BEGIN EXCERPTED DATA

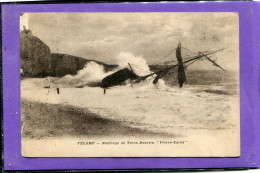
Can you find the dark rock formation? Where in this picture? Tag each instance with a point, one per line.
(38, 61)
(35, 55)
(63, 64)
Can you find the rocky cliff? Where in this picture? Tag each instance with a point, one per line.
(38, 61)
(35, 55)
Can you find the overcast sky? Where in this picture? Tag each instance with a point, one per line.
(102, 36)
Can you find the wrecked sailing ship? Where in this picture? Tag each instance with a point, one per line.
(171, 67)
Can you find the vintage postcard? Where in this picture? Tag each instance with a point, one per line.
(130, 84)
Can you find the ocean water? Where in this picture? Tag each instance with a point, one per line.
(209, 101)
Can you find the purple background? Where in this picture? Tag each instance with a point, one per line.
(249, 88)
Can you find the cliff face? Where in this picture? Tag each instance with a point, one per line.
(38, 61)
(35, 55)
(63, 64)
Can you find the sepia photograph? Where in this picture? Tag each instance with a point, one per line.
(153, 84)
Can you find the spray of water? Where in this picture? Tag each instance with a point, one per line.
(93, 73)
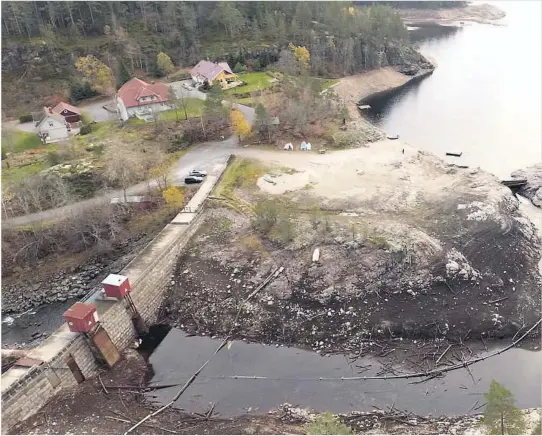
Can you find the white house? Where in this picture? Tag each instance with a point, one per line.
(52, 127)
(137, 98)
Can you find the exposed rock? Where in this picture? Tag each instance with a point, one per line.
(533, 188)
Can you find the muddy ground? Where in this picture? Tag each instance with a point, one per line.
(480, 13)
(88, 409)
(439, 255)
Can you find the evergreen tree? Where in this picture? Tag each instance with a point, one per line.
(501, 416)
(123, 75)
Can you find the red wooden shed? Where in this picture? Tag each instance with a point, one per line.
(81, 317)
(116, 286)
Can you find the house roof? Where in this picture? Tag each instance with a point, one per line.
(47, 113)
(65, 106)
(135, 88)
(210, 70)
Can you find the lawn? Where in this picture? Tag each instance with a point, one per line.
(17, 141)
(255, 81)
(194, 106)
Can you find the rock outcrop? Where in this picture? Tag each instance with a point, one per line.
(533, 189)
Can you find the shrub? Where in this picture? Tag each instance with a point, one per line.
(53, 158)
(26, 118)
(239, 68)
(256, 65)
(80, 91)
(86, 129)
(326, 423)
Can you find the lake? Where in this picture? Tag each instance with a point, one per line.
(484, 96)
(293, 375)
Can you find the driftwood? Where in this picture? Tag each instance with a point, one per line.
(429, 374)
(222, 345)
(443, 354)
(175, 398)
(102, 383)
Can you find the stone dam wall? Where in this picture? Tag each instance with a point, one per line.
(25, 389)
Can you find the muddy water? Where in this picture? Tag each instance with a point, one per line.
(24, 328)
(293, 377)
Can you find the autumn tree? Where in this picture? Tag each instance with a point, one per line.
(164, 64)
(213, 103)
(302, 57)
(501, 416)
(97, 73)
(262, 121)
(123, 167)
(173, 196)
(241, 127)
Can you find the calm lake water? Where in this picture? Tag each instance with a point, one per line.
(483, 98)
(292, 375)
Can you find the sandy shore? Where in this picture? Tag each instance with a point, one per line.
(479, 13)
(352, 89)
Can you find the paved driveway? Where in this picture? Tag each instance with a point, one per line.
(207, 156)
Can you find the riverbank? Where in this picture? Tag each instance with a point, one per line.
(359, 87)
(89, 405)
(479, 13)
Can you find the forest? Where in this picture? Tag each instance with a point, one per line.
(341, 37)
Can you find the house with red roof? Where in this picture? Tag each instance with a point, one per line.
(70, 113)
(137, 98)
(214, 73)
(52, 124)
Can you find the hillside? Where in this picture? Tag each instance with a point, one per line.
(41, 41)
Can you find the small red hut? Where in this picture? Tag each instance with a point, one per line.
(70, 113)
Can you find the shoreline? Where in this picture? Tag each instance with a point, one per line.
(361, 87)
(477, 13)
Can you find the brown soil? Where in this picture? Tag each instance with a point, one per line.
(446, 255)
(480, 13)
(352, 89)
(86, 408)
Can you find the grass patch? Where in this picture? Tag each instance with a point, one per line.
(255, 81)
(240, 173)
(326, 423)
(327, 83)
(22, 171)
(247, 101)
(194, 106)
(21, 141)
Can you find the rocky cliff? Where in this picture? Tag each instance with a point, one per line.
(533, 189)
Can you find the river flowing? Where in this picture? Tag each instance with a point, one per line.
(482, 100)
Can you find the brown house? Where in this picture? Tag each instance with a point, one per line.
(70, 113)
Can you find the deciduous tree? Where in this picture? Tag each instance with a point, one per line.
(501, 416)
(241, 127)
(97, 73)
(164, 64)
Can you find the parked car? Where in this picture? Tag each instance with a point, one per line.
(198, 173)
(193, 179)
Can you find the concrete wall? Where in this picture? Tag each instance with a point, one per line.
(25, 390)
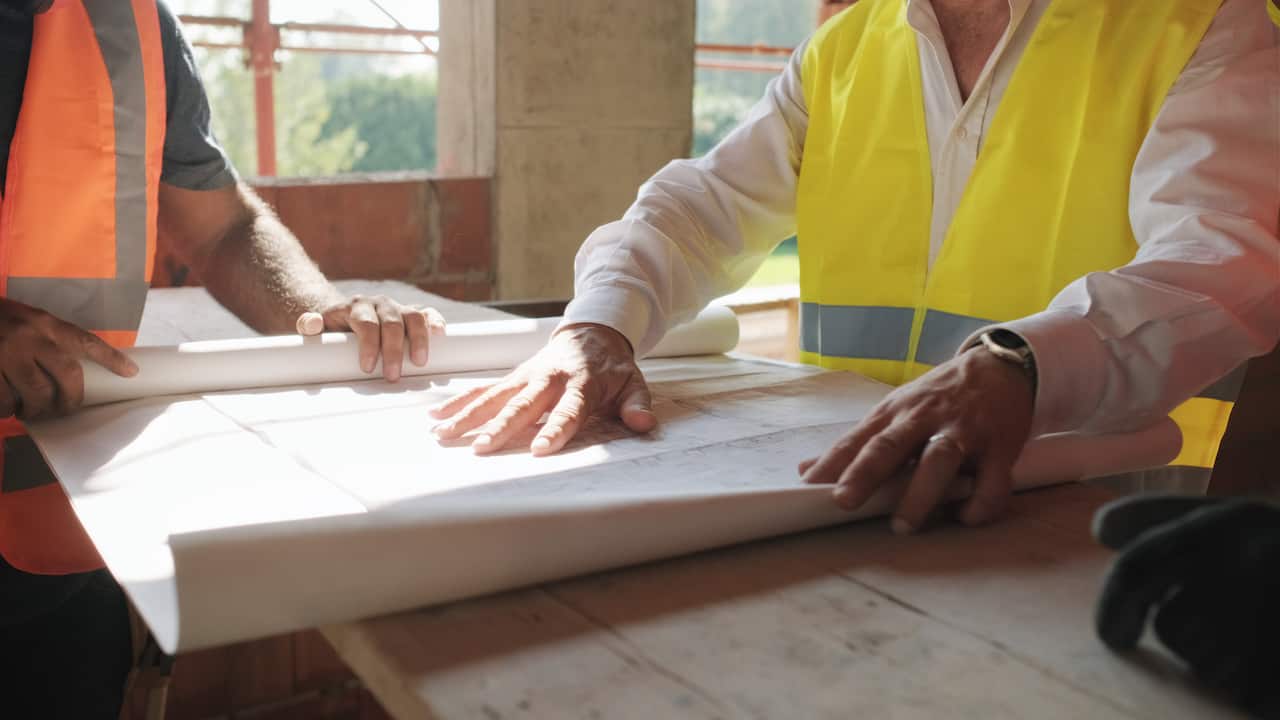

END EXCERPTED DATA

=== WORK REQUIRED ===
Output the listing unchanged, pictures excluded.

=== RESPONSE ===
Can you find the dark rock formation? Where in this picture? Tag each instance with a point, one per line.
(38, 61)
(35, 55)
(63, 64)
Can you find the rocky cliff? Where in this picture? Tag each instance with a point, one per line.
(38, 61)
(35, 55)
Can you find the overcast sky? Where in this picture? Tag each instance with a point, one per line.
(102, 36)
Can you find the wrecked sailing ship? Where in this picture? Tag each instance with a point, one per line.
(171, 67)
Can you find the vintage postcard? Where in this picture? Tag each instance with a point, one per line.
(130, 84)
Can you find the ocean water? Where in this picture? Tag each instance with a point, one per line.
(209, 101)
Can you find the purple background? Where in this picture? Tag each instance with a point, one per line.
(249, 88)
Can you find the cliff face? Where in this picture? Tag each instance with a point, one per line.
(38, 61)
(35, 55)
(63, 64)
Can you find the sepia photograph? Where in this picture? Tag each instance with a point, one per line.
(153, 84)
Can you find the spray of water? Where in this picture? Tag each instance with a point, one per line.
(93, 73)
Can you find the white house? Where in this picture? Tag each instance with a point, one per line.
(52, 127)
(137, 98)
Can you find the exposed rock? Where in this picture? Tag each instance with a point, one per line.
(533, 188)
Can you find the muddy ground? Where in this picture? Tag each instance with a point, one per line.
(480, 13)
(88, 409)
(439, 255)
Can you find the evergreen tree? Where in this picture? Tag each instance with a point, one per line.
(501, 416)
(123, 75)
Can you find the red wooden shed? Where in this picture? Tag each instance with a point, one per line.
(81, 317)
(116, 286)
Can you find the house roof? Where in this picture? Tag each instance with a point, one per line.
(47, 113)
(65, 106)
(135, 88)
(210, 70)
Can you find the lawn? Where in this picture? Tag each instance with a point, one per line.
(17, 141)
(255, 81)
(194, 106)
Can you find the rock outcrop? Where in this picture? Tag each instance with a point, one per line.
(533, 189)
Can you find the shrub? Where in this picture? Tag each instance with a point, one per line.
(53, 158)
(26, 118)
(239, 68)
(256, 65)
(80, 91)
(86, 129)
(326, 423)
Can you find the lake? Where in this picture? Tag each instance with a point, one per line.
(484, 96)
(293, 375)
Can you find the driftwood? Where in this picture? Tag each instance with a point, one per line.
(429, 374)
(222, 345)
(443, 354)
(175, 398)
(102, 383)
Can you find the stone dam wall? Where in this picture? Tag each instance with a point, one per line.
(25, 389)
Can you find the muddy water? Where in this picture? Tag each instance with a point, one per line.
(24, 328)
(293, 377)
Can you find the autumn tree? Where in this picture? Tag each instance with a point, one per line.
(164, 64)
(213, 103)
(302, 57)
(501, 416)
(97, 73)
(262, 121)
(123, 167)
(173, 196)
(241, 127)
Can you find the calm lake water? Where in this picture? Tag each instance with a point, one per line.
(483, 98)
(292, 375)
Can you find the sandy shore? Where in this picture? Tag each instance with a point, one per line.
(479, 13)
(352, 89)
Can you find the paved driveway? Where in this picture? Tag each instance with a point, one per line.
(207, 156)
Can you find the riverbank? Where in this picture? Tag each instance with a point, one per line.
(359, 87)
(89, 405)
(479, 13)
Can you find the forest? Where in this picture? Tag each instance with a point, one per line.
(341, 37)
Can you find the house with red roof? Where in this picture? Tag each instance with a point, one per line.
(70, 113)
(137, 98)
(214, 73)
(52, 124)
Can you find the hillside? Where in this picture? Tag each instance with a point, one per line.
(41, 41)
Can you find the small red hut? Where in this picture? Tag each instance with a point, one per line.
(70, 113)
Can you find the shoreline? Where in this picture? Tag each instance with a point, one per line.
(361, 87)
(477, 13)
Can you find the brown soil? Where in this picture? Tag each instance with a point, one per line.
(446, 255)
(480, 13)
(352, 89)
(86, 408)
Can you find the grass patch? Where in this picture? Tag each instance with a point, one per line.
(255, 81)
(240, 173)
(326, 423)
(327, 83)
(22, 171)
(247, 101)
(194, 106)
(21, 141)
Can you find the rocky cliff? Where in this picture? Tag each instance with a point, one per line.
(533, 189)
Can you find the river flowing? Where in this picture? Tag each instance with a point, one per line.
(482, 100)
Can you find the brown house? Where in this picture? Tag each instance with a point, one per line.
(70, 113)
Can you find the deciduous tree? Where in this picture? Tag each instance with a point, one per line.
(501, 416)
(241, 127)
(97, 73)
(164, 64)
Can you find the parked car? Where in this picture? Tag each instance with a point, one per line.
(198, 173)
(193, 179)
Can you find the concrete wall? Where in this picture? Tag each instance with a point, one per line.
(25, 390)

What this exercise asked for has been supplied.